TO DO:
1) Duplicate the passage of the article on mitral valve prolapse genetics from "The search led" up to and including "mitral valve problems.".
2) Using the article on mitral valve prolapse genetics, state whether each statement agrees with it, and back each yes or no with the deciding words quoted from the article: (a) the researchers performed targeted sequencing on four members of a single family; (b) the DCHS1 mutations increased the stability of the resulting protein; (c) mitral regurgitation is typically treated with medication at present.

DOCUMENT TEXT:
NEW YORK (GenomeWeb) – An international team led by investigators at Massachusetts General Hospital described mutations in a cadherin-coding gene, DCHS1, that are capable of causing a heart disease called mitral valve prolapse.
As they reported today in Nature, the researchers did targeted sequencing on four members of a family affected by non-syndromic mitral valve prolapse, focusing on a chromosome 11 region implicated in a previous study.
The search led to missense mutations in DCHS1 that were subsequently shown to diminish the stability of the resulting protein in follow-up experiments on mouse and zebrafish models or mitral valve interstitial cells from patients who'd undergone surgery to repair mitral valve problems.
The finding "provides insights into the pathways regulating valve growth and development and implicates a previously unrecognized basis for the long-term structural integrity of the mitral valve," co-senior author Susan Slaugenhaupt, a researcher with Mass General's Center for Human Genetic Research and scientific director of the MGH Research Institute, said in a statement.
"[D]iscovery of this novel mechanistic pathway elucidated by intensively studying rare familial mutations will facilitate the identification of additional [mitral valve prolapse] genes," she and her co-authors wrote, "and reveal pathogenic mechanisms that hold the potential for pre-surgical therapy for this very common cardiac disease."
Mitral valve prolapse is a heart condition characterized by thickening and stretching of part of the valve that regulates blood flow between the heart's left atrium and its left ventricle. This irregularity interferes with proper closure of the valve and can allow blood to trickle back in the wrong direction — a situation known as mitral regurgitation that contributes to further complications such as infection, arrhythmia, shortness of breath, and so on.
At the moment, mitral regurgitation is typically treated with surgery, though researchers speculated that by more clearly defining the causes of mitral valve prolapse, it might eventually be possible to tackle the disease at an earlier stage before severe symptoms develop.

PROVIDED RECORDS:

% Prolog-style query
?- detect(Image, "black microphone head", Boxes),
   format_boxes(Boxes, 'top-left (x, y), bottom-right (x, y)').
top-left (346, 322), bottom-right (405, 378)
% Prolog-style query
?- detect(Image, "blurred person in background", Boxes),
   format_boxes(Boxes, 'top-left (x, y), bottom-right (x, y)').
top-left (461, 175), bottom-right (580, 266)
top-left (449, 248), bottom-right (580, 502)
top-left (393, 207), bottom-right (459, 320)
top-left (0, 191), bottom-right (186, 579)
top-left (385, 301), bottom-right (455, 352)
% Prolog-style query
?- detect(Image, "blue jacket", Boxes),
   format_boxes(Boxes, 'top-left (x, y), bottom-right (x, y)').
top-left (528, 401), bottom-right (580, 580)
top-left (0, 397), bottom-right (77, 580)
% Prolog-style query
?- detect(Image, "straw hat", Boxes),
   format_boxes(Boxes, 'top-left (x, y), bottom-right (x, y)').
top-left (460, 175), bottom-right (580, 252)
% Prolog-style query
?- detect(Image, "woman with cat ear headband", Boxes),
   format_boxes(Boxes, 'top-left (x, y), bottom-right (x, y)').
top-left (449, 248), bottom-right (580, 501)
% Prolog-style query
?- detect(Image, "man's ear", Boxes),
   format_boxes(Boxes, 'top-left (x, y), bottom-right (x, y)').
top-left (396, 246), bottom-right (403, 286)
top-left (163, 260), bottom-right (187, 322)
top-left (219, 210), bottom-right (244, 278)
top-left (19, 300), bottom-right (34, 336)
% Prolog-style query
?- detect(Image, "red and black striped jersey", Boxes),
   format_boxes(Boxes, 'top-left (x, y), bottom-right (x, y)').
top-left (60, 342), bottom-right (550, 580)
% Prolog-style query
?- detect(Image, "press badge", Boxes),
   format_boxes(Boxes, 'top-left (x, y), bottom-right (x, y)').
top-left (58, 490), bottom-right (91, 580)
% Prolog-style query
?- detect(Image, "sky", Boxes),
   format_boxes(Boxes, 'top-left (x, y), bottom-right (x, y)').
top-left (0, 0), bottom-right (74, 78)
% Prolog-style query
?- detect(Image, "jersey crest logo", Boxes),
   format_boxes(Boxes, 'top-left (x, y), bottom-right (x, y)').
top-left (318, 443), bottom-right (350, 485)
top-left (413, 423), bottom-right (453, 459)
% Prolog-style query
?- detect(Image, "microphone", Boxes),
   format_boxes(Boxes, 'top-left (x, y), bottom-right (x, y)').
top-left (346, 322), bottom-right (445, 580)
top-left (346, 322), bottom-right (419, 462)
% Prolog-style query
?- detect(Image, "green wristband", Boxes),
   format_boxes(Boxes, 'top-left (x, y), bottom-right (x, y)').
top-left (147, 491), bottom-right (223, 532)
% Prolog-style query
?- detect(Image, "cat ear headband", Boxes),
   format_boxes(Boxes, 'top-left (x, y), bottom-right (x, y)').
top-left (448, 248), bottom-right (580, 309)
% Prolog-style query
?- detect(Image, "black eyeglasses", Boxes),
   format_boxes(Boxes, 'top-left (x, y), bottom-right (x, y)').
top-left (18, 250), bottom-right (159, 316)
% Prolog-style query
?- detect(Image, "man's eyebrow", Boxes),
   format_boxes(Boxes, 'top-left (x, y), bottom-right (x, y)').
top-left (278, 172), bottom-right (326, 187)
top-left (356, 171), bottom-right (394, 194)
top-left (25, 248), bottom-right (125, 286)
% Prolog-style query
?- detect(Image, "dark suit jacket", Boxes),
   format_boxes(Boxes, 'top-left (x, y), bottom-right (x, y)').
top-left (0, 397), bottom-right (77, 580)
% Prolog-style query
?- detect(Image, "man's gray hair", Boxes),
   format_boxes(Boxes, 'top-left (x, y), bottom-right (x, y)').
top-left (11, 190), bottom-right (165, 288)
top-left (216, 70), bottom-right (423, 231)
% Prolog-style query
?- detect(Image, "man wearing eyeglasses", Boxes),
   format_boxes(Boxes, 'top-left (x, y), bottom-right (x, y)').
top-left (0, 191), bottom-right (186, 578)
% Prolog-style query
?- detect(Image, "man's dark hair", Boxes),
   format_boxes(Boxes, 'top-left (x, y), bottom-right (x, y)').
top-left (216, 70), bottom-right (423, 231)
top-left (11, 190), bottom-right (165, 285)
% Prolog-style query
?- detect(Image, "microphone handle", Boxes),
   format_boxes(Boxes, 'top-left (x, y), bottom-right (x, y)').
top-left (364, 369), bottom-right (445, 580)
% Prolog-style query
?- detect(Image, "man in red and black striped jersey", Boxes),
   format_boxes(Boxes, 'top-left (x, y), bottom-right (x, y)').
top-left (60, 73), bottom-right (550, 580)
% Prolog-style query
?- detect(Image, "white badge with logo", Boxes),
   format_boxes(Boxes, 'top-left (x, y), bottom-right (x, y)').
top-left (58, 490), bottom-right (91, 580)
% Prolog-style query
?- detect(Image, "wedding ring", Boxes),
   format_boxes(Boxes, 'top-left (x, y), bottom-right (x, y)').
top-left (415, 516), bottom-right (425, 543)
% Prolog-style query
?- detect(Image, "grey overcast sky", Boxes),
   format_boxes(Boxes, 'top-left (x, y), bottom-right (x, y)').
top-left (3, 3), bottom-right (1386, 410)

RESPONSES TO THE TASKS:
1)
The search led to missense mutations in DCHS1 that were subsequently shown to diminish the stability of the resulting protein in follow-up experiments on mouse and zebrafish models or mitral valve interstitial cells from patients who'd undergone surgery to repair mitral valve problems.

2)
(a) Yes: "the researchers did targeted sequencing on four members of a family affected by non-syndromic mitral valve prolapse."
(b) No: "missense mutations in DCHS1 that were subsequently shown to diminish the stability of the resulting protein."
(c) No: "At the moment, mitral regurgitation is typically treated with surgery."